• _Requirements_: The entries are to be returned exactly, with images left out.

Items from a data source:

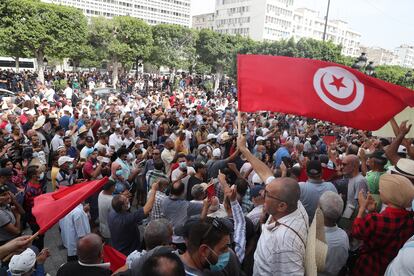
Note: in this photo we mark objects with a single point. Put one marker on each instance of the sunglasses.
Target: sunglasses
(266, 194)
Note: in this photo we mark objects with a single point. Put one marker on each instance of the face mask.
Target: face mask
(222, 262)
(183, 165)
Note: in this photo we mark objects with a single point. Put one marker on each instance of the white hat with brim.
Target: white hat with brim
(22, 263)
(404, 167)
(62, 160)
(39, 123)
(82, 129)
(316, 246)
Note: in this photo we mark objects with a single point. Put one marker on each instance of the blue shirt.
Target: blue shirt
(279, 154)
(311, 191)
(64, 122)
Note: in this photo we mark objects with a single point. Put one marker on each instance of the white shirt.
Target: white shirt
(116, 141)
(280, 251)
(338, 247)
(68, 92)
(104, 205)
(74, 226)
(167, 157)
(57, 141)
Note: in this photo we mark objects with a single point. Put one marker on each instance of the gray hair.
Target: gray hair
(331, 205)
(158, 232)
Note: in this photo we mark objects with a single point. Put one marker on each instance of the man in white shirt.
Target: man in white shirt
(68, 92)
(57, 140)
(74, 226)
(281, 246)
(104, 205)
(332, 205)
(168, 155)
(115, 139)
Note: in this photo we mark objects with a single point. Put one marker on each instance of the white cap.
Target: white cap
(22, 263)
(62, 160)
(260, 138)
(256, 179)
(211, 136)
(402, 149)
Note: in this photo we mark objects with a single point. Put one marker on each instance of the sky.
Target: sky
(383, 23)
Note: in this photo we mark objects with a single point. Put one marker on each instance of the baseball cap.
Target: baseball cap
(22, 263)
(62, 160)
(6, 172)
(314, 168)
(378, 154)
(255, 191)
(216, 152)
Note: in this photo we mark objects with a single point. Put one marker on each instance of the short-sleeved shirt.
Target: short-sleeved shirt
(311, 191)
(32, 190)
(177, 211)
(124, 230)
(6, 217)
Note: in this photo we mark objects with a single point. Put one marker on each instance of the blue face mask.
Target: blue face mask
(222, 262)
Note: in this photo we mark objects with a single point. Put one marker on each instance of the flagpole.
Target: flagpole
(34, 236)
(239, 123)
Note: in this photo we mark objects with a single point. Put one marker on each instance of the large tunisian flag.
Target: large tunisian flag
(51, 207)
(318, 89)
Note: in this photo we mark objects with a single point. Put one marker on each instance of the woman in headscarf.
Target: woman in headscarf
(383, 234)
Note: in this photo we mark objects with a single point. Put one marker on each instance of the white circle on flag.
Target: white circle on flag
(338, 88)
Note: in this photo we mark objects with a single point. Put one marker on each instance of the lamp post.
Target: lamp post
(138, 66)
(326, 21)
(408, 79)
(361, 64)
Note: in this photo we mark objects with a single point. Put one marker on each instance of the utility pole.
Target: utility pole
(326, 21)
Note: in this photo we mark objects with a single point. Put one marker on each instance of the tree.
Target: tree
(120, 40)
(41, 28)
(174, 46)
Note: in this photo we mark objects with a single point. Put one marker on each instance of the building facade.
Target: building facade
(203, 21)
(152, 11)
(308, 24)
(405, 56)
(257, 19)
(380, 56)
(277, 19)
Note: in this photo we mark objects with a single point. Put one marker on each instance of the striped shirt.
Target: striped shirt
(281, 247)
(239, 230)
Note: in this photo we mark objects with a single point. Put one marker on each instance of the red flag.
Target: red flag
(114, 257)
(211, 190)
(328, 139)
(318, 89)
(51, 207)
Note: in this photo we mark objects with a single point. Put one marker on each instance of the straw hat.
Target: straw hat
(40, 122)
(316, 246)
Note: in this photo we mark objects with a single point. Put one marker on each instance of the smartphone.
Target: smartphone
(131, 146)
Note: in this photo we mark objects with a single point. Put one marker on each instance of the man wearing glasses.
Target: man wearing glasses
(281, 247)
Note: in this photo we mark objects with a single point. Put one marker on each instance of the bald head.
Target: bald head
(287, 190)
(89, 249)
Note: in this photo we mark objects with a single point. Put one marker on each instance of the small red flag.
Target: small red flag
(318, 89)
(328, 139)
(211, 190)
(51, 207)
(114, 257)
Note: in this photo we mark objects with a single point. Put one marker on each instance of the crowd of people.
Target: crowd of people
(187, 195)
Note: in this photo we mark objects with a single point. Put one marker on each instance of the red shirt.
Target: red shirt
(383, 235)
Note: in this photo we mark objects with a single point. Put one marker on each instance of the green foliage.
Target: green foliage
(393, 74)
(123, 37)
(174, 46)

• _Task answer_:
Note: in this photo we mark objects with a single point. Put one marker on each instance of the sunglasses.
Target: sunglasses
(266, 194)
Note: in this photo we mark objects with a single point. Put one marker on each instance of the face mask.
Target: face mask
(222, 262)
(183, 165)
Note: in this photo we mark objects with a single point. Put one marker on each instance of the white hat with brim.
Target: white hat with brim
(22, 263)
(404, 167)
(62, 160)
(39, 123)
(82, 129)
(316, 246)
Note: in this photo we mark objects with a single point. Put one marker on each instance of the blue shirt.
Target: blue shirt
(279, 154)
(311, 191)
(64, 122)
Note: in this photo we mark objects with a single point. Put one marker on each instance of the white shirt.
Target: white shirt
(116, 141)
(280, 251)
(338, 247)
(68, 92)
(104, 205)
(74, 226)
(167, 157)
(57, 141)
Note: in this photo we mark objects with a single point. Put one marker on each instance of the gray hair.
Target: gray hair
(331, 205)
(158, 232)
Note: in this photo we mark objects with a single point. Put one marker on each instance of the man in white shirt.
Target: man in white shirt
(68, 92)
(57, 140)
(74, 226)
(281, 246)
(104, 205)
(332, 205)
(168, 155)
(115, 139)
Note: in this photo we mark objects with a single point. Put one marker on each instance of the white cap.
Target: white cap
(22, 263)
(62, 160)
(260, 138)
(256, 179)
(211, 136)
(402, 149)
Note: in this photo we mark objects with a single point. Put one marker on each instance of the sky.
Target: sky
(383, 23)
Note: in this photo we mark objects with a single point. Put one marker on each instance of the baseball cap.
Target: baseball cap
(22, 263)
(62, 160)
(6, 172)
(314, 168)
(378, 154)
(255, 191)
(216, 152)
Note: in this photo we mark objects with a single point. Put one marker on each instance of the short-sleeved shirt.
Target: short-sleeved shirt
(311, 191)
(32, 190)
(177, 211)
(124, 230)
(6, 217)
Note: in this photo we mark objects with a single point. Put one marker on each instance of the blue face mask.
Target: blue face mask
(222, 262)
Note: in this photo we mark objects with a single point. Put one marker on each instance of the flagpole.
Target: flagpole
(34, 236)
(239, 123)
Note: in this photo we mark objects with a single point. Put one marker on each instance of the large tunisian flag.
Target: large tunisian flag
(51, 207)
(318, 89)
Note: in this photo we mark objects with a single point. Put one marker on each instance of the woman in headscarf.
Target: woman in headscarf
(383, 234)
Note: in this photo we mark objects with a single point. Put one marker on each instance of the white circle on flag.
Target: white circle on flag
(338, 88)
Note: in this photo we mark objects with a single point. Put one marker on each instance of the lamp post.
Target: lamp post
(138, 66)
(326, 21)
(408, 79)
(361, 64)
Note: in this photo we mark objects with a single point. Put one marker on each instance of the utility pole.
Target: utility pole
(326, 21)
Note: in this photo we mark objects with a single point. Put one marker on each instance of the tree.
Target: tree
(120, 40)
(41, 28)
(174, 46)
Note: in this photo we mark objects with a single point. Put one marker on each instance of the building facade.
Target: building facade
(203, 21)
(152, 11)
(308, 24)
(405, 56)
(257, 19)
(380, 56)
(277, 19)
Note: in this photo we mark objects with a single point. Put one marker on each instance of the striped shirt.
Target: striped shirt
(281, 247)
(239, 230)
Note: in this photo we mark objects with a single point. Put one marker on each instance of the red flag.
Target: red flag
(114, 257)
(211, 190)
(328, 139)
(318, 89)
(51, 207)
Note: in this photo we mark objects with a single point. Put one marker on each instance of the straw hat.
Target: straw hat
(40, 122)
(316, 246)
Note: in this photo we mark objects with a single point. Put one marker on each instance of the smartphone.
Target: smartphone
(131, 146)
Note: in this photo we mark objects with a single point. Put one marker on each instance of the man wearing glasses.
Target: man wearing glasses
(281, 247)
Note: in this photo we mark objects with a single point. Put one marker on each instance of the bald head.
Target: bald head
(287, 190)
(89, 249)
Note: in this photo we mark objects with a single point. Put one marker on each instance of the small red flag.
Target: small red flag
(318, 89)
(328, 139)
(211, 190)
(51, 207)
(114, 257)
Note: in this photo we mark objects with a single point. Put one marker on each instance of the crowd of people.
Target: crowd of people
(187, 195)
Note: in this photo we mark objects with a single point. Put one marker on each instance of the red shirt.
Target: red shirt
(383, 235)
Note: in this photo we mark objects with a single point. Put one marker on each instance of the green foliage.
Target: green foliage
(393, 74)
(123, 37)
(174, 46)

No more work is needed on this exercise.